Point labels for photos:
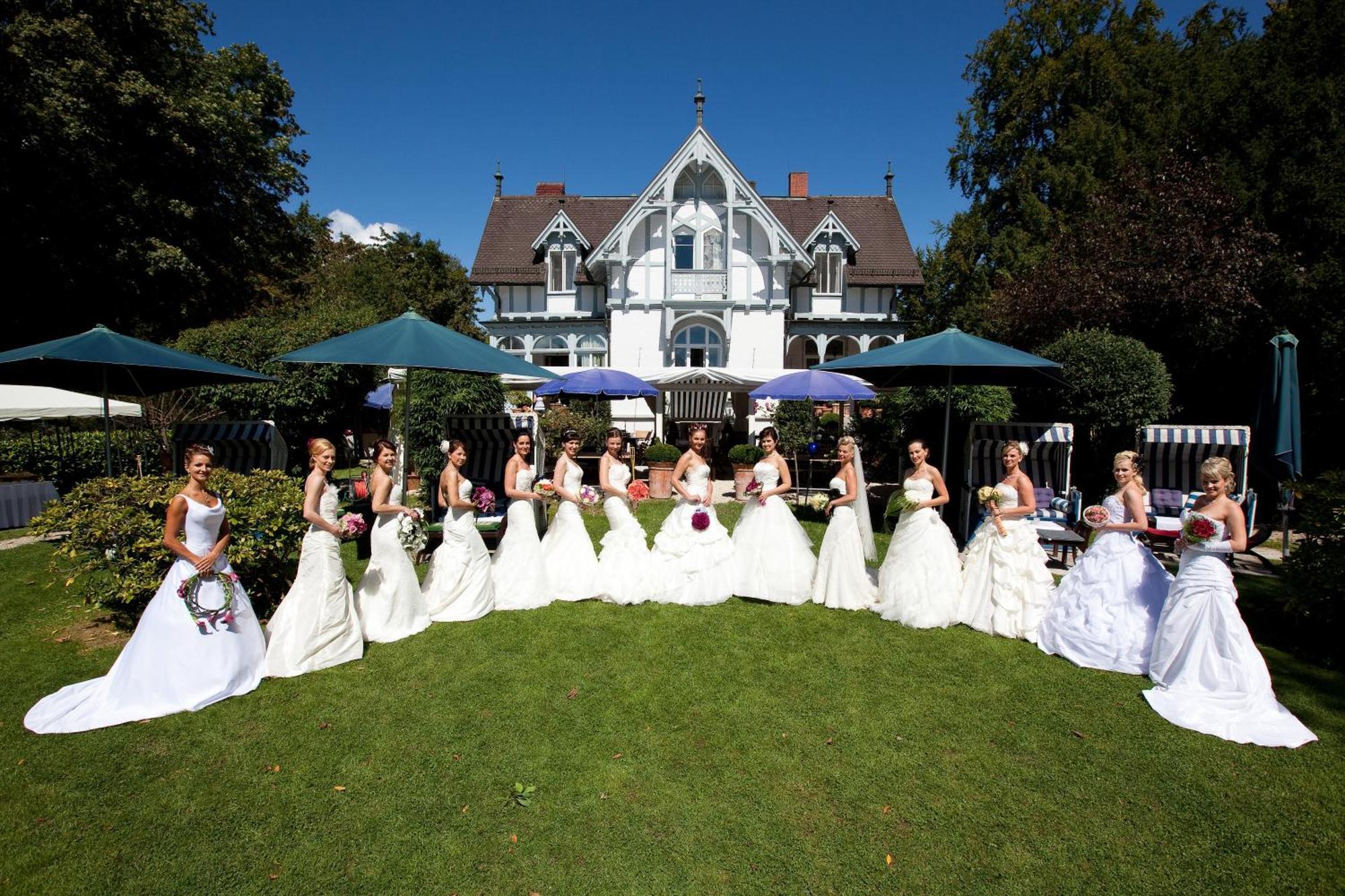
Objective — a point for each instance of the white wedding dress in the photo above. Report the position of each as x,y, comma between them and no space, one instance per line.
517,573
843,577
1106,608
623,568
458,584
317,624
169,665
1208,674
921,579
1005,583
388,598
773,555
567,551
692,567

• Stated problem
Lay out these lines as a Markdown table with two columns, Row and Line, giving each non-blank line its own numbered row. Leave the pictures out.

• Task result
| Row | Line |
|---|---|
| 1 | Objective — a point for each instance of the white wedding dress in the photo above. Report the position of each as x,y, comma between them and no space, one instance per line. |
| 2 | 517,573 |
| 3 | 843,577 |
| 4 | 1106,608 |
| 5 | 623,568 |
| 6 | 458,584 |
| 7 | 317,624 |
| 8 | 169,665 |
| 9 | 1208,674 |
| 10 | 921,579 |
| 11 | 1005,583 |
| 12 | 388,598 |
| 13 | 773,555 |
| 14 | 567,551 |
| 15 | 692,567 |